Format the lines below as a numbered list, from the line containing "of the nose." through the final line, both included. Leave out any blank lines.

▶ _RECORDS FOR PROCESSING_

============

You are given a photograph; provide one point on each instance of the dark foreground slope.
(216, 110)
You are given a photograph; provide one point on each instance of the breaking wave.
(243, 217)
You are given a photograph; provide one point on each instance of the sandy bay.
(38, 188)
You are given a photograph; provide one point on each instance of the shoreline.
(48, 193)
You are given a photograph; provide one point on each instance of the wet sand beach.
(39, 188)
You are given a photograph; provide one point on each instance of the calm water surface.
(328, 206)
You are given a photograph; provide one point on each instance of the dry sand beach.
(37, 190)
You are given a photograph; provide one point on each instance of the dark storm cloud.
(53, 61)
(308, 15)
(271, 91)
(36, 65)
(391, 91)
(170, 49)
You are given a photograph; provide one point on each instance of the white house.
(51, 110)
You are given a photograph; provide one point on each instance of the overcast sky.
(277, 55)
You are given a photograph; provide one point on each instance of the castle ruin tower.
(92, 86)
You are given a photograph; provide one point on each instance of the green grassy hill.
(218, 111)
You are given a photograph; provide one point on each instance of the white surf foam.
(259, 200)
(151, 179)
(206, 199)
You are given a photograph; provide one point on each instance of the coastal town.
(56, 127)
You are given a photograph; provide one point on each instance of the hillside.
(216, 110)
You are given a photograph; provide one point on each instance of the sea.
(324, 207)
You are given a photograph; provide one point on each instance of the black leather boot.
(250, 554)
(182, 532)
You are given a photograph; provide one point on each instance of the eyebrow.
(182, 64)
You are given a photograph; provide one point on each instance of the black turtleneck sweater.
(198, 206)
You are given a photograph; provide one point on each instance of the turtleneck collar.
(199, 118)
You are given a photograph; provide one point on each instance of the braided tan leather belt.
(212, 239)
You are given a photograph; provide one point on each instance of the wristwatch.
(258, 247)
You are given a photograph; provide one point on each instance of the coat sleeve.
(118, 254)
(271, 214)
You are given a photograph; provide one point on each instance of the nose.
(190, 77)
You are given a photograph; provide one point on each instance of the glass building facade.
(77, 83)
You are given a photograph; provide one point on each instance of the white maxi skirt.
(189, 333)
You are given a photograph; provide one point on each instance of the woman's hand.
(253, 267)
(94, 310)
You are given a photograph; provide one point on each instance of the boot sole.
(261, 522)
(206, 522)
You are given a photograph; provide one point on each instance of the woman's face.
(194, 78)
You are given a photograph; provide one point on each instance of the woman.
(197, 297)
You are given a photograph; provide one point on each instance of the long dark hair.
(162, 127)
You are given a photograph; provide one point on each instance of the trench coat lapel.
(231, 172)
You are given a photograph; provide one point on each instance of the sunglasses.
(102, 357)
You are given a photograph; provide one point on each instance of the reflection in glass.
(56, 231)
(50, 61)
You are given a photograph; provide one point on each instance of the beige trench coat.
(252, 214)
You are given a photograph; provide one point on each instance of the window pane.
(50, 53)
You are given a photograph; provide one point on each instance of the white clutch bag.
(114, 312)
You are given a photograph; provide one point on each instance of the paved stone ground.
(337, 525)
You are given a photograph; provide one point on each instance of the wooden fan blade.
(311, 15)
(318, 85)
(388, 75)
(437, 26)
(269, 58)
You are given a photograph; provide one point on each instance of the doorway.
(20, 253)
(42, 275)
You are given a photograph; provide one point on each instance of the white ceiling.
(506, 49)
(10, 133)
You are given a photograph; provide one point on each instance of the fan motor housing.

============

▶ _PROBLEM SOLUTION_
1. You are given a photograph; provide one point on each instance of the nose.
2. (190, 77)
3. You are given a photograph; provide one point on each instance of the glass building facade.
4. (77, 83)
5. You are given a photograph; provide one point on each instance of the white maxi skirt.
6. (189, 333)
7. You are given a photograph; provide one point on each instance of the woman's hand.
8. (253, 267)
9. (94, 310)
10. You are given a photograph; provide one point on each instance of the boot sole.
11. (261, 522)
12. (206, 522)
13. You are given a photograph; provide one point on each instance of the woman's face.
14. (194, 78)
15. You are given a photograph; provide one point on each instance of the woman.
16. (197, 297)
17. You are given a photograph; provide one point on each instance of the long dark hair.
18. (162, 127)
19. You are given a photograph; provide one point on each instance of the trench coat lapel.
20. (231, 172)
21. You are given a photograph; provide one point on each instance of the sunglasses.
22. (102, 357)
23. You are given a photograph; provide one point on each instance of the reflection in glass.
24. (56, 231)
25. (50, 61)
26. You are given a photograph; provide one point on each instance of the beige trench coat.
27. (252, 214)
28. You are given a photograph; provide one point on each instance of the window pane.
29. (50, 53)
30. You are given a photograph; provide one point on each instance of the white clutch bag.
31. (114, 312)
32. You are given a photograph; provide one point on each instance of the paved stone ground.
33. (337, 525)
34. You are given a photograph; provide one point on each instance of the wooden fan blade.
35. (311, 15)
36. (318, 85)
37. (388, 75)
38. (437, 26)
39. (269, 58)
40. You are given a photograph; provide one point on each instance of the doorway.
41. (20, 253)
42. (42, 275)
43. You are given a photograph; provide one point on each instance of the white ceiling.
44. (506, 49)
45. (10, 133)
46. You are given a photograph; provide one point on each instance of the fan motor housing.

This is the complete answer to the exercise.